» Extracted information:

/---

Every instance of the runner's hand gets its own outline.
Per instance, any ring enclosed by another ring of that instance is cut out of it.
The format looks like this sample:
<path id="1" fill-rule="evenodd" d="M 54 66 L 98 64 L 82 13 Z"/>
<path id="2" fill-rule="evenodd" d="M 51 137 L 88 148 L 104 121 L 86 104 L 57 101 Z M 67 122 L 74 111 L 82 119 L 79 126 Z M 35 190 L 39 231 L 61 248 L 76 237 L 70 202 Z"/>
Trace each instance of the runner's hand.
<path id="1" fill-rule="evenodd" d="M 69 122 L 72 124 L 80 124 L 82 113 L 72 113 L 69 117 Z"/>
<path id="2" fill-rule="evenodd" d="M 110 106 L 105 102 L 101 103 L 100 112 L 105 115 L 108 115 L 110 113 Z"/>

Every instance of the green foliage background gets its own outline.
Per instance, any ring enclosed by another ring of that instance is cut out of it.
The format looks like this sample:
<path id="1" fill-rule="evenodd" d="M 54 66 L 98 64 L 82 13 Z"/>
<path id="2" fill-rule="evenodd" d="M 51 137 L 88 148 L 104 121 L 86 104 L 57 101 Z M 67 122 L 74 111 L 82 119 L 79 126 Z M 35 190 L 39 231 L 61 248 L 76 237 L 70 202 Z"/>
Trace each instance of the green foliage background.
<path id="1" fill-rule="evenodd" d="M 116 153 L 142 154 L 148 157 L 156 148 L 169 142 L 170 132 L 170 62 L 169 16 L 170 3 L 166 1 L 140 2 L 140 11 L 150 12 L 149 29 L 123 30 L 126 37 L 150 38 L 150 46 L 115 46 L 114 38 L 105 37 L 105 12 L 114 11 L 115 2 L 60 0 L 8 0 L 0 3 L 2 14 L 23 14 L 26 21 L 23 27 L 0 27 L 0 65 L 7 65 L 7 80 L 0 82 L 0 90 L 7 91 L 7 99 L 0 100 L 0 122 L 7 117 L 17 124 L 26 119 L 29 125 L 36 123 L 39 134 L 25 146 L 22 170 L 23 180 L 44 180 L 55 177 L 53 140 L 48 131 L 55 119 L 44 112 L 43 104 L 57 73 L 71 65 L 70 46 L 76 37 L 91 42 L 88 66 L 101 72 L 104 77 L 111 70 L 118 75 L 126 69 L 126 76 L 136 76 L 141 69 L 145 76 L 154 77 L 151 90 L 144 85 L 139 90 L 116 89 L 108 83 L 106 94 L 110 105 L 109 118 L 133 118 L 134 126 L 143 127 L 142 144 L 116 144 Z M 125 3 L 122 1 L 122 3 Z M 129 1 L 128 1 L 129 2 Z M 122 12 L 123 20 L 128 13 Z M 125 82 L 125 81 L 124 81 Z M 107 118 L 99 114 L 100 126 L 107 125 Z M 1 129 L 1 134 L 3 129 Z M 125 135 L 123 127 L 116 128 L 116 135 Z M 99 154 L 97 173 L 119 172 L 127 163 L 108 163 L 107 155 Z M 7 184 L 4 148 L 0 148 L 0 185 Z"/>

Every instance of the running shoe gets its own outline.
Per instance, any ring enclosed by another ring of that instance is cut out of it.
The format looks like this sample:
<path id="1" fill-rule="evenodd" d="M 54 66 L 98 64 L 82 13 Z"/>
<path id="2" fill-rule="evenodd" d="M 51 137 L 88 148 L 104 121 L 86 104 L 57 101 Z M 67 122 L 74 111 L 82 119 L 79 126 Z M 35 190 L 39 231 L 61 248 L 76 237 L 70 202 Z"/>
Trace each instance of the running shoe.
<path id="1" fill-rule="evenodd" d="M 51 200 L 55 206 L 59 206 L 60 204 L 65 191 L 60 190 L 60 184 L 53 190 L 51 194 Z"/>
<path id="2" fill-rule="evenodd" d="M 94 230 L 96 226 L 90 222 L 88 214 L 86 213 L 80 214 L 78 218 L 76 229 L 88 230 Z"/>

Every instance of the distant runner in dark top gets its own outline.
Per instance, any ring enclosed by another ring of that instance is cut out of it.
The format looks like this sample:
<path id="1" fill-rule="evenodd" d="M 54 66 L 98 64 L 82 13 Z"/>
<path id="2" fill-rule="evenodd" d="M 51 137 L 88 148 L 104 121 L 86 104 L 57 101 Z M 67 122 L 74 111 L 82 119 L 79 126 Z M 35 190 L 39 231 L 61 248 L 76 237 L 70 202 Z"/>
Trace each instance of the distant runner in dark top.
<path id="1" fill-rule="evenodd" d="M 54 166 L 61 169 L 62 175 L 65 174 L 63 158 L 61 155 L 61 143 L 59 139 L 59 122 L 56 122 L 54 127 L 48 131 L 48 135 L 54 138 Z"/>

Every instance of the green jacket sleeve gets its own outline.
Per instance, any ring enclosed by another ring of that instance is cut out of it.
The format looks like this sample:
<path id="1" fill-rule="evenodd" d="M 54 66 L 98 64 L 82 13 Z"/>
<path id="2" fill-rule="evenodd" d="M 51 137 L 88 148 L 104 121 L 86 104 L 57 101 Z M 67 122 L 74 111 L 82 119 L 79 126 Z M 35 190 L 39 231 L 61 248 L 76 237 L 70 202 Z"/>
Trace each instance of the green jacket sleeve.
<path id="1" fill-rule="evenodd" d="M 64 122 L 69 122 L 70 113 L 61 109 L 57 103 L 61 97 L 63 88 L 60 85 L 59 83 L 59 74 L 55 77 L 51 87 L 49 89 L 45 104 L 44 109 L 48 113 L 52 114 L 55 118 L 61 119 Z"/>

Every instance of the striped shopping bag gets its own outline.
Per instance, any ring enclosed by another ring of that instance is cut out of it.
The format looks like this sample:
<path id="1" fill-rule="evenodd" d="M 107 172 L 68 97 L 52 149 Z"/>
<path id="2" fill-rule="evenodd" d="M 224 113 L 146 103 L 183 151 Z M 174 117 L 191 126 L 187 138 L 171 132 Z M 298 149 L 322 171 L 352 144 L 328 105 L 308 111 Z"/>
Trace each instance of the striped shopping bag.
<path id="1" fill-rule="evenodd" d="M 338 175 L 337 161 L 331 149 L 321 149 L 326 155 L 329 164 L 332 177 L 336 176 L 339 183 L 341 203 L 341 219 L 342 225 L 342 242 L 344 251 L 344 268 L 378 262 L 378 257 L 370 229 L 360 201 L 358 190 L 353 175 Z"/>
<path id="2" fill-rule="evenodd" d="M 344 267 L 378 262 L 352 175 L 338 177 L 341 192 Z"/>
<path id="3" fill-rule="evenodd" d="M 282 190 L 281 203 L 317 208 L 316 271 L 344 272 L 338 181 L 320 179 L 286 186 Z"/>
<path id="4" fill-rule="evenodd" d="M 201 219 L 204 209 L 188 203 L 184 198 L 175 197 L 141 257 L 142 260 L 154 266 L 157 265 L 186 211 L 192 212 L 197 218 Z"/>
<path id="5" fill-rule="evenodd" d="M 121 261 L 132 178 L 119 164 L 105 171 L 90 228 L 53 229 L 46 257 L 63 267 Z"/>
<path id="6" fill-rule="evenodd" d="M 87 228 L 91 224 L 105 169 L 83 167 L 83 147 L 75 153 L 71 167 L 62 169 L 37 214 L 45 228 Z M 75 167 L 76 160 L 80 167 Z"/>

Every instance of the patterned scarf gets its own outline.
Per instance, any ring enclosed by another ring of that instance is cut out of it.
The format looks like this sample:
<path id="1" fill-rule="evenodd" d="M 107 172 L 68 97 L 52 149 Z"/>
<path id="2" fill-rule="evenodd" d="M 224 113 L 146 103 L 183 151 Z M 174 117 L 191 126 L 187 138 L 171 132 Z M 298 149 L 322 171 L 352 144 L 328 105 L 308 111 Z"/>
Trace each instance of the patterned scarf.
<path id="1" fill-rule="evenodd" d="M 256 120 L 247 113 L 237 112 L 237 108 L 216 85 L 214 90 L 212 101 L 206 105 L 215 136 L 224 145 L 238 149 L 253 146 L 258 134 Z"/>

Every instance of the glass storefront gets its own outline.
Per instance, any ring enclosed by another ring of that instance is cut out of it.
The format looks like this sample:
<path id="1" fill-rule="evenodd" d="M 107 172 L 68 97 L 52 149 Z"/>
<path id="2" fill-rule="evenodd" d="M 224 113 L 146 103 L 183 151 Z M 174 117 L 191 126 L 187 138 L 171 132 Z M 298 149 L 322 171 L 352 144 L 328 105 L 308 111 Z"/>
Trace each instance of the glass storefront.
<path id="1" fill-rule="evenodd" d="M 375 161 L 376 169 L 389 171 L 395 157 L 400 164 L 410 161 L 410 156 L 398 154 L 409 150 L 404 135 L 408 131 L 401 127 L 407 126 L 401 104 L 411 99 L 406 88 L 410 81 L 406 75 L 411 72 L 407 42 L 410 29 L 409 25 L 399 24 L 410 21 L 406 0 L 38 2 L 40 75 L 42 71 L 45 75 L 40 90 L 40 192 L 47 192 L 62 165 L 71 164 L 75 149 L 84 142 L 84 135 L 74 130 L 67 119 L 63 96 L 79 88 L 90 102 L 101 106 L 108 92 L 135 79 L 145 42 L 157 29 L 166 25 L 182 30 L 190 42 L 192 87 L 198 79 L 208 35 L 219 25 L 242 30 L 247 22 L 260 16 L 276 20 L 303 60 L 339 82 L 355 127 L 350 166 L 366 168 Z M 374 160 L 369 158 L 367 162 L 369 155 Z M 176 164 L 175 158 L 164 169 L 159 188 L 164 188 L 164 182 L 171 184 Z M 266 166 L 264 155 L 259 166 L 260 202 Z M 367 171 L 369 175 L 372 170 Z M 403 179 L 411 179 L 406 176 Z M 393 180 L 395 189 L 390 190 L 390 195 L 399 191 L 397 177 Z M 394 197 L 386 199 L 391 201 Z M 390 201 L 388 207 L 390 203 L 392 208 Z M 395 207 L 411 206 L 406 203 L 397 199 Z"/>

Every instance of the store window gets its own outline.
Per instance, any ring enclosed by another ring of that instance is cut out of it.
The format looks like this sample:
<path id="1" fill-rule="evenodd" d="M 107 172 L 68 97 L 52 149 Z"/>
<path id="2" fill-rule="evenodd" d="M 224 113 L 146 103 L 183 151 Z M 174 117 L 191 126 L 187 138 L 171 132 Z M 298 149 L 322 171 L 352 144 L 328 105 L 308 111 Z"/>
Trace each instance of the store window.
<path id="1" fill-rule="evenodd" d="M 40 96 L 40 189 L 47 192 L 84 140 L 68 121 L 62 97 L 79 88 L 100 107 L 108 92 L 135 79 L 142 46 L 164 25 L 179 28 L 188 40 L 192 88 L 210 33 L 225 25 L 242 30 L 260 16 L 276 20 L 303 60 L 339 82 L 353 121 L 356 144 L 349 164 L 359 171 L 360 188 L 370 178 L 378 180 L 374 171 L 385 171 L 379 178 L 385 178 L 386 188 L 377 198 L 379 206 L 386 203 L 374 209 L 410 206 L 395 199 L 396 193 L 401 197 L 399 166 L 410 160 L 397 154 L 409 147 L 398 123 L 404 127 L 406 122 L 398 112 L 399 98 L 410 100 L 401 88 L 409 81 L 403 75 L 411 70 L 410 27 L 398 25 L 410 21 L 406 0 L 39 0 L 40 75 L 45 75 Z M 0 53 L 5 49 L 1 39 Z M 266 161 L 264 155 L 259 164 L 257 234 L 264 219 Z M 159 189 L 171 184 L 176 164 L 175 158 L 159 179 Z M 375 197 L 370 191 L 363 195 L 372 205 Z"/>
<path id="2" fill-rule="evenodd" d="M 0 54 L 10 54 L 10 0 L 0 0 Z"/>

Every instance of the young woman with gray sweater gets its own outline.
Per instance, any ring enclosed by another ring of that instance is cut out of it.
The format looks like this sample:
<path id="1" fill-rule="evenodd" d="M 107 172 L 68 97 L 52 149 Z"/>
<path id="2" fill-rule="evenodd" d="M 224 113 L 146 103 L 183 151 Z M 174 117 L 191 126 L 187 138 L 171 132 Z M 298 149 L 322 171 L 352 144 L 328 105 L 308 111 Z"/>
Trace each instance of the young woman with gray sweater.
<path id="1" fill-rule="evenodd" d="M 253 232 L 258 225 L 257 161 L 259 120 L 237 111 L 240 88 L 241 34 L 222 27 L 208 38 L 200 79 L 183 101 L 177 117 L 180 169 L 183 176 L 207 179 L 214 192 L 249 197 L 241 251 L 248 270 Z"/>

\---

» Goal: Please rewrite the lines starting at the line containing "Every instance of the glass" and ending at the line containing "Trace each instance of the glass storefront.", replacing "glass storefront" with "shop window" and leaving everything else unchanged.

» Solved exercise:
Every instance of the shop window gets its own outline.
Per instance, any ring enclosed by another ring of that instance is cut out of it.
The format looks like this sample:
<path id="1" fill-rule="evenodd" d="M 107 172 L 68 97 L 52 149 Z"/>
<path id="2" fill-rule="evenodd" d="M 224 113 L 146 103 L 183 151 Z M 174 117 L 191 126 L 187 138 L 171 132 Z M 298 149 L 322 171 L 352 144 L 328 105 L 308 111 Z"/>
Trace each instance of the shop window.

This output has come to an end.